Information given:
=== Section Start ===

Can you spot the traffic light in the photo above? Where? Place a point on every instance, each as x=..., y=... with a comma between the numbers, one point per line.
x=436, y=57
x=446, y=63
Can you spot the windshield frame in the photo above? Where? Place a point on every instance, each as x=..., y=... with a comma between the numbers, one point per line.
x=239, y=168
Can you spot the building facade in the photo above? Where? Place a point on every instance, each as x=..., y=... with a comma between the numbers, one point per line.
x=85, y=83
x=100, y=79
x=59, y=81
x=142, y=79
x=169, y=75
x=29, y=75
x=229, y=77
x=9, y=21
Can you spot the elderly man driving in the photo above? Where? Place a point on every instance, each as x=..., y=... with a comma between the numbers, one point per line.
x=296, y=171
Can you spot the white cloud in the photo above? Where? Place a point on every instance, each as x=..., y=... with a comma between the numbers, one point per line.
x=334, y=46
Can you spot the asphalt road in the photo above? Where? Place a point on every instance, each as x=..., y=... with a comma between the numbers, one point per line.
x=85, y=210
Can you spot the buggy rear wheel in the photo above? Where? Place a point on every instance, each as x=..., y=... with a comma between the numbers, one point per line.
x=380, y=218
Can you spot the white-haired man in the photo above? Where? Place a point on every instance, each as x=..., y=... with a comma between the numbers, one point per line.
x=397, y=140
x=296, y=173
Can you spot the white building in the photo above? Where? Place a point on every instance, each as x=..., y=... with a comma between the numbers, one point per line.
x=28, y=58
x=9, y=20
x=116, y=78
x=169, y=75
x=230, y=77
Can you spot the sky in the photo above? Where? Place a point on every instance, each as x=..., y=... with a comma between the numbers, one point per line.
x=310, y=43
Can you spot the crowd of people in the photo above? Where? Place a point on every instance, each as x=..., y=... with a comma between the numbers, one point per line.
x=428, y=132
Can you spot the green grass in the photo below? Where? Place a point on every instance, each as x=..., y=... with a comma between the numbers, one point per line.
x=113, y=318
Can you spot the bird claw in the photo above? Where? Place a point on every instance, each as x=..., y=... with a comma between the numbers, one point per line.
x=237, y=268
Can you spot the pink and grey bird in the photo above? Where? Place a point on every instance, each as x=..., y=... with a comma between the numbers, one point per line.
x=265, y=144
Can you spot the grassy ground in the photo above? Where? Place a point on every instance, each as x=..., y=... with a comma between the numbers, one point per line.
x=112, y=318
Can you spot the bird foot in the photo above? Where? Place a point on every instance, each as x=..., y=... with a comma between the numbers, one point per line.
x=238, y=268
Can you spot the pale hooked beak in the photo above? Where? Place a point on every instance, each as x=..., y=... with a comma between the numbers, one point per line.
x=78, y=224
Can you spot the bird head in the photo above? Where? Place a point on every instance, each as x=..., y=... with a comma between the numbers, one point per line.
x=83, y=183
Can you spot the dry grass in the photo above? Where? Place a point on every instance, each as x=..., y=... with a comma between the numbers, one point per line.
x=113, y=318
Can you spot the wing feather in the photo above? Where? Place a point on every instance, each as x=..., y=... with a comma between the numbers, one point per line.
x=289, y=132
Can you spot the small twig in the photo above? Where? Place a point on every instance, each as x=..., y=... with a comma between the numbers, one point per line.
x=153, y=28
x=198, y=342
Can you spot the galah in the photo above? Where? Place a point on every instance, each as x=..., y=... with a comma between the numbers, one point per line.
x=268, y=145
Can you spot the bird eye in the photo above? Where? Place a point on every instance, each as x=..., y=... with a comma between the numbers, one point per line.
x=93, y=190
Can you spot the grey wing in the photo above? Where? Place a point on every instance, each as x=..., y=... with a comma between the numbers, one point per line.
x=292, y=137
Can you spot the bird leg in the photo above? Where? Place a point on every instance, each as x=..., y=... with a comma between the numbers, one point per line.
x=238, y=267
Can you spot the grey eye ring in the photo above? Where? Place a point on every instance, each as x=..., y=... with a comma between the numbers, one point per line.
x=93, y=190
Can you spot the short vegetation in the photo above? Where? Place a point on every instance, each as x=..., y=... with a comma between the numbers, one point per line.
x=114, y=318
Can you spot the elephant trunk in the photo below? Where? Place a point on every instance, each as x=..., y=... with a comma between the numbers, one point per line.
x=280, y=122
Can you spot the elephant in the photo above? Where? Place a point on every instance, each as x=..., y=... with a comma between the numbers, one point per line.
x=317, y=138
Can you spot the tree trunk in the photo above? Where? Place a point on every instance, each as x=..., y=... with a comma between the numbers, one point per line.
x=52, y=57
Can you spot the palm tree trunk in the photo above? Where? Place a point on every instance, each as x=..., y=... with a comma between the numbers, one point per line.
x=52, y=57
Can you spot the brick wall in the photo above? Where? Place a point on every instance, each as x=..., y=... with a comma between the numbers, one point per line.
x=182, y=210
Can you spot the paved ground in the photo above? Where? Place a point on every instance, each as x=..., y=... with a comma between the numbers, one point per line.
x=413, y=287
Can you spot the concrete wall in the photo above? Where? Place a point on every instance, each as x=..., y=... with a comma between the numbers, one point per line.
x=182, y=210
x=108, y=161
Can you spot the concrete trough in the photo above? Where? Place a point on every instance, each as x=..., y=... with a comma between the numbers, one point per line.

=== Section End ===

What you have to do: An exact copy of every line above is needed.

Solution for this task:
Can you spot the traffic light in the photo above? Where? Place a point on every instance, each as x=..., y=... with a comma between the numbers, one point per line.
x=436, y=57
x=446, y=63
Can you spot the windshield frame in the photo above? Where? Place a point on every instance, each as x=..., y=... with a comma between the numbers, one point per line.
x=239, y=168
Can you spot the building facade in the photo above? Where? Place a point on every instance, each as x=..., y=... with a comma between the numbers, one point per line.
x=85, y=83
x=100, y=79
x=59, y=81
x=142, y=79
x=169, y=75
x=29, y=75
x=229, y=77
x=9, y=21
Can you spot the elderly man driving in the photo above? Where? Place a point on every instance, each as x=..., y=... with a comma between the numbers, one point per line.
x=296, y=171
Can you spot the white cloud in the photo above? Where? Place a point on every instance, each as x=..., y=... with a comma between the numbers, one point per line.
x=334, y=46
Can you spot the asphalt road in the photo above? Where? Place a point on every instance, each as x=..., y=... with a comma between the numbers, one point per line.
x=85, y=210
Can you spot the buggy rear wheel in the photo above? Where? Place a point on every instance, each as x=..., y=... with a comma between the numbers, one point per line.
x=380, y=218
Can you spot the white-haired man in the photo above? Where? Place a point on every instance, each as x=..., y=... with a comma between the numbers, one point per line.
x=397, y=140
x=296, y=173
Can you spot the white building in the photo above? Where? Place a point on every instance, each as x=..., y=... with a comma between the numbers, one point per line.
x=28, y=58
x=9, y=20
x=116, y=78
x=169, y=75
x=230, y=77
Can you spot the sky in the photo above? Where? Place a point on every instance, each as x=..., y=... with a comma between the numbers, one point per line.
x=310, y=43
Can you spot the crowd of people in the photo above? Where? Place a point on every instance, each as x=..., y=... with a comma between the numbers, one point per line.
x=428, y=132
Can you spot the green grass in the photo below? Where? Place a point on every instance, each as x=..., y=... with a comma between the numbers, one point per line.
x=113, y=318
Can you spot the bird claw in the photo above? Where? Place a point on every instance, each as x=..., y=... with a comma between the numbers, one point per line.
x=237, y=268
Can you spot the pink and grey bird in the photo above? Where? Place a point on every instance, each as x=..., y=... with a comma between the numbers, one point per line.
x=265, y=144
Can you spot the grassy ground in the photo above? Where? Place a point on every instance, each as x=..., y=... with a comma between the numbers, one point per line.
x=112, y=318
Can you spot the bird foot in the photo above? Where? Place a point on every instance, each as x=..., y=... with a comma between the numbers, one point per line.
x=238, y=268
Can you spot the pale hooked beak in the photo above? Where? Place a point on every instance, each as x=..., y=... with a comma between the numbers, one point per line.
x=78, y=224
Can you spot the bird head in the photo above? Where? Place a point on every instance, each as x=..., y=... with a comma between the numbers, one point per line.
x=83, y=183
Can you spot the dry grass in the photo above? Where? Place a point on every instance, each as x=..., y=... with a comma between the numbers, one point per line.
x=113, y=318
Can you spot the wing feather in the photo above? Where? Place a point on every instance, each as x=..., y=... with a comma between the numbers, one point per line.
x=289, y=132
Can you spot the small twig in the photo above? Where? Place a point on every instance, each as x=..., y=... with a comma between the numbers, one point per line.
x=153, y=28
x=198, y=342
Can you spot the galah in the photo above? Where? Place a point on every instance, each as x=..., y=... with a comma between the numbers, one point per line.
x=268, y=145
Can you spot the bird eye in the photo above? Where? Place a point on every instance, each as x=..., y=... with a comma between the numbers, one point per line.
x=93, y=190
Can you spot the grey wing in the photo above? Where? Place a point on every instance, each as x=..., y=... with a comma between the numbers, one point per line.
x=292, y=137
Can you spot the bird leg in the photo above? Where? Place a point on every instance, each as x=..., y=... with a comma between the numbers, one point per line.
x=238, y=267
Can you spot the grey eye ring in the photo above? Where? Place a point on every instance, each as x=..., y=... with a comma between the numbers, one point per line.
x=93, y=190
Can you spot the short vegetation in the photo above? Where? Place a point on every instance, each as x=..., y=... with a comma between the numbers, one point per line.
x=114, y=318
Can you spot the elephant trunk in the photo below? Where? Place a point on every instance, each as x=..., y=... with a comma between the numbers, one point per line.
x=280, y=122
Can you spot the elephant in the photo above? Where? Place a point on every instance, each as x=..., y=... with a comma between the numbers, one point per line.
x=317, y=138
Can you spot the tree trunk in the photo above? Where? Place a point on every instance, each as x=..., y=... with a comma between the numbers, one point per line.
x=52, y=57
Can you spot the palm tree trunk in the photo above? Where? Place a point on every instance, each as x=..., y=... with a comma between the numbers, one point per line.
x=52, y=57
Can you spot the brick wall in the photo above? Where? Place a point on every instance, each as x=..., y=... with a comma between the numbers, one point per line.
x=182, y=210
Can you spot the paved ground in the photo above? Where? Place a point on every instance, each as x=..., y=... with a comma between the numbers, one point per line.
x=413, y=287
Can you spot the concrete wall in the photo above? Where? Place a point on every instance, each as x=..., y=... with a comma between the numbers, one point per line.
x=182, y=210
x=108, y=161
Can you spot the concrete trough in the photo above? Where? Place a point on every instance, each as x=..., y=... with a comma between the numbers, one point per line.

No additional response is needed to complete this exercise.